> **Exercise text**
****************************************

Gardening is a great hobby for anyone and can be especially beneficial for older adults. Besides enjoying the fresh air, it is also an excellent way to relax and socialize. Gardening can be rewarding for you or your loved one; learning about plants, taking care and nurturing them; you might even start to grow your food. In addition to being easy and cost-effective, gardening also provides health benefits. Here are some reasons you should start gardening in your retirement community in Berea, SC.
Gardening Improves Mobility
Gardening is a valuable means of regaining strength and mobility after a stroke as it uses the lesser-used muscles. If you or your loved one has mobility issues, gardening is a hobby that can be done seated. As long as your hands are busy tilling the soil, cutting the weeds, and watering the plants, it will help to improve strength, mobility, and coordination for your active independent living.

****************************************

> **Entries provided**
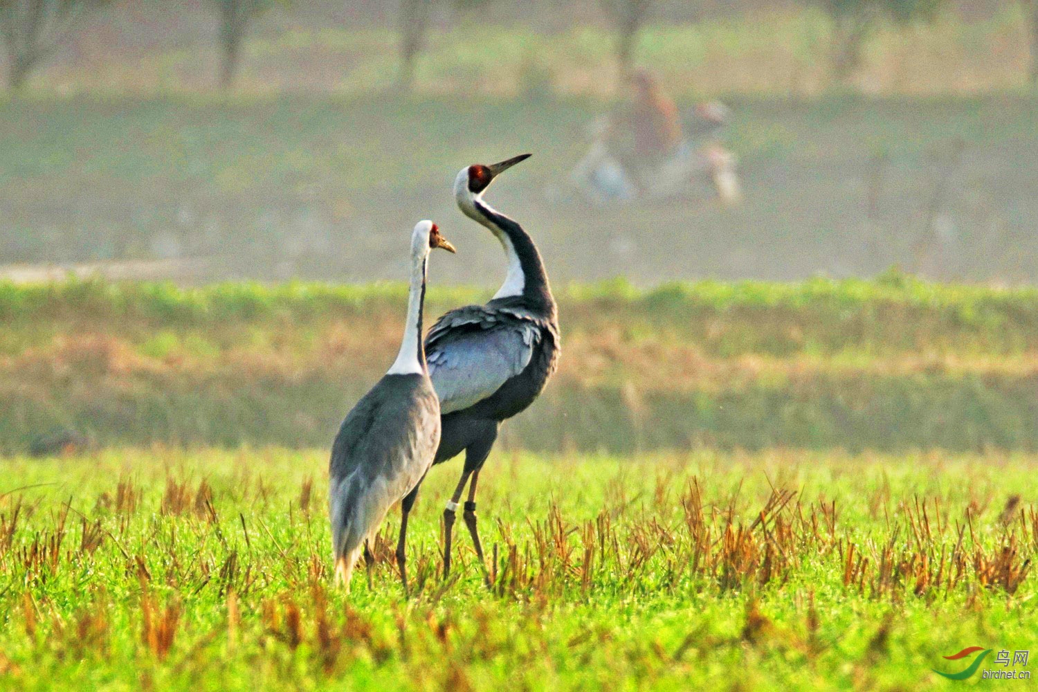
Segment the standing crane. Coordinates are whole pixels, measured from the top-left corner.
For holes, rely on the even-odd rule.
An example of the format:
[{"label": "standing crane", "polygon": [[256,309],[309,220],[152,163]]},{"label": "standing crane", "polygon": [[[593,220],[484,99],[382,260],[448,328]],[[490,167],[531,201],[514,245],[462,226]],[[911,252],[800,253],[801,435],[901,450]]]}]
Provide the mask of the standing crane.
[{"label": "standing crane", "polygon": [[[368,542],[386,511],[412,492],[433,463],[440,442],[440,404],[429,379],[421,341],[429,252],[455,252],[432,221],[419,221],[411,236],[411,279],[407,323],[392,367],[346,416],[329,462],[335,583],[350,591],[350,577],[363,549],[371,583]],[[397,547],[400,578],[407,591],[404,531]]]},{"label": "standing crane", "polygon": [[[458,501],[470,479],[463,518],[480,562],[485,564],[475,519],[480,470],[501,421],[532,404],[558,364],[558,313],[541,254],[522,226],[483,199],[497,175],[528,157],[524,154],[491,166],[468,166],[455,179],[458,206],[500,242],[508,274],[489,303],[450,310],[426,337],[429,375],[440,398],[442,422],[433,464],[465,452],[461,480],[443,510],[444,577],[450,573]],[[417,493],[415,486],[402,503],[400,545],[404,544],[407,517]]]}]

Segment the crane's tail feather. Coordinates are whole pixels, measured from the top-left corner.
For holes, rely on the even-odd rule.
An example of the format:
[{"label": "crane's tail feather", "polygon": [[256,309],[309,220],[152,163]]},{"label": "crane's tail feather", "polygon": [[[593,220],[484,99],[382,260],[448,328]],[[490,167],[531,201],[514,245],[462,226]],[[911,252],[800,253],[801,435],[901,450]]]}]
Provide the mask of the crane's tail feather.
[{"label": "crane's tail feather", "polygon": [[333,478],[329,494],[335,585],[344,585],[347,593],[350,592],[350,577],[364,549],[364,542],[378,531],[390,505],[387,494],[379,492],[382,489],[364,489],[361,485],[358,474],[337,481]]}]

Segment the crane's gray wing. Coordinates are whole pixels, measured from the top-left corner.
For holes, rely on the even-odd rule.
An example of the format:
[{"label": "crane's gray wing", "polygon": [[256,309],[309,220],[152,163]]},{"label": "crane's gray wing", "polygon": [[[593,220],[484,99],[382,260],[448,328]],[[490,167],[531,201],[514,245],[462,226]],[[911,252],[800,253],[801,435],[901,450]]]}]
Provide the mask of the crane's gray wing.
[{"label": "crane's gray wing", "polygon": [[482,402],[523,371],[541,339],[538,324],[479,306],[443,315],[426,338],[426,361],[440,413]]}]

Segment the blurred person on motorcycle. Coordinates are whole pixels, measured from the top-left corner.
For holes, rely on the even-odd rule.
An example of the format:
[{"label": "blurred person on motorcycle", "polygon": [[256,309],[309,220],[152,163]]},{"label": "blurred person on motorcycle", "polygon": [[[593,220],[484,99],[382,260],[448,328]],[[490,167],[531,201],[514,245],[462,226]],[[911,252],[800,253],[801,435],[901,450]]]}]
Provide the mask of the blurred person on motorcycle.
[{"label": "blurred person on motorcycle", "polygon": [[[689,141],[678,107],[647,71],[629,80],[628,99],[589,128],[592,146],[570,173],[594,201],[679,195],[704,176],[726,203],[740,197],[735,159],[719,142],[728,109],[717,102],[695,107]],[[704,143],[704,139],[709,140]]]}]

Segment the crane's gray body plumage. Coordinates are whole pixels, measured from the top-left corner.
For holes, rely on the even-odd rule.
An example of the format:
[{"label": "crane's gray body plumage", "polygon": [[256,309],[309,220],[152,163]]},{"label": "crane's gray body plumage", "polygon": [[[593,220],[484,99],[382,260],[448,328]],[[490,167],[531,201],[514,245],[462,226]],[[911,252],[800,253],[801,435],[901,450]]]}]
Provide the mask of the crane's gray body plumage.
[{"label": "crane's gray body plumage", "polygon": [[329,464],[336,558],[356,561],[389,507],[429,470],[439,442],[439,406],[428,375],[386,375],[357,402],[338,428]]},{"label": "crane's gray body plumage", "polygon": [[[429,379],[421,339],[431,248],[455,251],[436,224],[419,221],[411,236],[407,320],[397,360],[347,414],[332,443],[328,513],[335,579],[346,582],[347,591],[361,550],[389,507],[417,489],[440,442],[440,403]],[[406,524],[397,546],[397,565],[406,590],[405,528]],[[370,570],[368,554],[368,581]]]},{"label": "crane's gray body plumage", "polygon": [[[469,305],[440,317],[426,337],[430,378],[443,417],[434,464],[481,439],[491,446],[497,425],[525,410],[544,389],[558,363],[558,341],[554,321],[525,308],[520,297]],[[477,470],[485,461],[480,456],[473,454],[466,469]]]}]

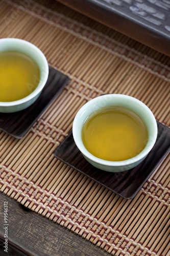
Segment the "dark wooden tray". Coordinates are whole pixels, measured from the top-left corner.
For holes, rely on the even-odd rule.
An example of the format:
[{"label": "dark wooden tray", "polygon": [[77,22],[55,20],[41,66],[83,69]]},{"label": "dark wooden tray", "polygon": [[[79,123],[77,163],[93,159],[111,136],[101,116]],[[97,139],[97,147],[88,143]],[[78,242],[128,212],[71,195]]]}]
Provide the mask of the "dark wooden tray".
[{"label": "dark wooden tray", "polygon": [[0,113],[0,130],[20,139],[29,131],[56,96],[68,82],[69,78],[49,67],[49,75],[40,96],[30,106],[13,113]]},{"label": "dark wooden tray", "polygon": [[170,56],[169,1],[58,1],[132,38]]},{"label": "dark wooden tray", "polygon": [[157,122],[158,136],[152,150],[137,166],[122,173],[109,173],[95,168],[77,147],[71,132],[54,152],[58,159],[127,199],[138,192],[170,149],[170,129]]}]

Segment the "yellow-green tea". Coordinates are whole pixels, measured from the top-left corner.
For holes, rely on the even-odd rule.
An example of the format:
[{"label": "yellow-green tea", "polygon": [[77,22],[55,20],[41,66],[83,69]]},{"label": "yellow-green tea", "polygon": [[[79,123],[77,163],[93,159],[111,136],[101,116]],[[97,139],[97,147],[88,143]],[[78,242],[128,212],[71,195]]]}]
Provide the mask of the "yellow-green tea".
[{"label": "yellow-green tea", "polygon": [[133,111],[119,106],[104,108],[85,121],[84,146],[96,157],[123,161],[140,153],[148,141],[145,123]]},{"label": "yellow-green tea", "polygon": [[13,101],[26,97],[40,79],[37,64],[18,52],[0,52],[0,101]]}]

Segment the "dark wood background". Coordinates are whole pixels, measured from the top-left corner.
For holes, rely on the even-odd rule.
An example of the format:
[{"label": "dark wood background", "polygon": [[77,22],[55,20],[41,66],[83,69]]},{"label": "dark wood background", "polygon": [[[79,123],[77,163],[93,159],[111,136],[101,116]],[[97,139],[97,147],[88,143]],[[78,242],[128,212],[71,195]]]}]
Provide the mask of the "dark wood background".
[{"label": "dark wood background", "polygon": [[[8,252],[4,251],[4,202],[8,202]],[[0,193],[1,256],[105,256],[108,252]]]}]

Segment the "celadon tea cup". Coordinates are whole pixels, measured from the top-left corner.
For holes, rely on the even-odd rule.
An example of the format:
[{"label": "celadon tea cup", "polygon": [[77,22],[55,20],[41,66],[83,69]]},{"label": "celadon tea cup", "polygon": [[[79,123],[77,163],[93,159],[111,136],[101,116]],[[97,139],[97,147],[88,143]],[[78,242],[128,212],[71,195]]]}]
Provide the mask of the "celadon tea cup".
[{"label": "celadon tea cup", "polygon": [[[86,149],[82,140],[82,129],[88,117],[103,108],[115,106],[135,112],[143,121],[148,131],[148,141],[144,149],[136,156],[123,161],[109,161],[96,157]],[[104,95],[87,102],[77,113],[72,125],[74,139],[84,158],[94,167],[110,172],[124,172],[141,163],[155,144],[157,133],[157,122],[149,108],[140,100],[122,94]]]},{"label": "celadon tea cup", "polygon": [[30,106],[40,95],[48,76],[47,60],[41,51],[35,45],[18,38],[0,39],[0,54],[7,51],[18,52],[30,57],[38,65],[40,75],[37,86],[26,97],[12,101],[1,101],[0,112],[2,113],[16,112]]}]

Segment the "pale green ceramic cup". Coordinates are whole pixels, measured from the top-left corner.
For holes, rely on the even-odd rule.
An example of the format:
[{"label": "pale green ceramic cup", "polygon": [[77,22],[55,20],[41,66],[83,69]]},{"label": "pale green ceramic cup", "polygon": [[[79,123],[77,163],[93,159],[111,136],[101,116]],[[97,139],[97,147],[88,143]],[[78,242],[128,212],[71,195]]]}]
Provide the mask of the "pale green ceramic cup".
[{"label": "pale green ceramic cup", "polygon": [[[82,129],[85,120],[97,110],[107,106],[122,106],[129,109],[137,114],[145,123],[148,131],[148,141],[143,150],[135,157],[124,161],[107,161],[95,157],[84,146],[82,139]],[[72,125],[75,142],[85,158],[96,168],[111,172],[124,172],[141,163],[156,142],[157,130],[154,116],[146,105],[135,98],[122,94],[107,94],[90,100],[78,111]]]},{"label": "pale green ceramic cup", "polygon": [[38,86],[28,96],[15,101],[0,102],[0,112],[16,112],[30,106],[38,98],[48,78],[48,65],[40,50],[27,41],[12,38],[0,39],[0,53],[6,51],[18,51],[29,56],[37,63],[40,72]]}]

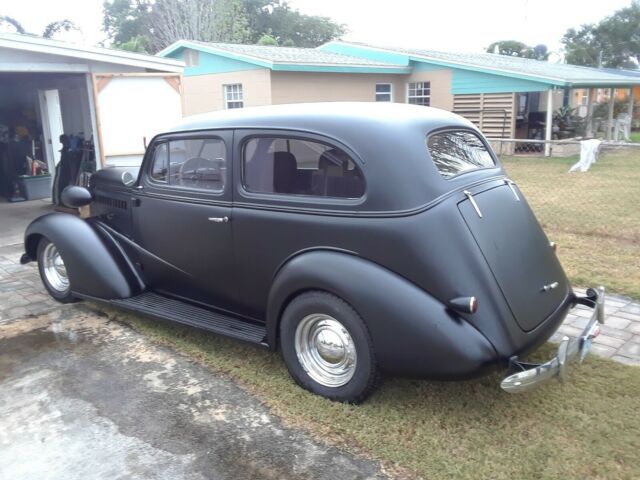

****************************************

> **Work to complete**
• a. Answer each question from the gardening text.
(i) Besides enjoying the fresh air, what two things is gardening an excellent way to do?
(ii) After what event is gardening described as a valuable means of regaining strength and mobility?
(iii) In what position can gardening be done by someone with mobility issues?
• b. Reproduce the stretch of the gardening text from "Gardening is a great" through "in Berea, SC.".

> **Task answers**
• a.
(i) Relax and socialize.
(ii) A stroke.
(iii) Seated.

• b.
Gardening is a great hobby for anyone and can be especially beneficial for older adults. Besides enjoying the fresh air, it is also an excellent way to relax and socialize. Gardening can be rewarding for you or your loved one; learning about plants, taking care and nurturing them; you might even start to grow your food. In addition to being easy and cost-effective, gardening also provides health benefits. Here are some reasons you should start gardening in your retirement community in Berea, SC.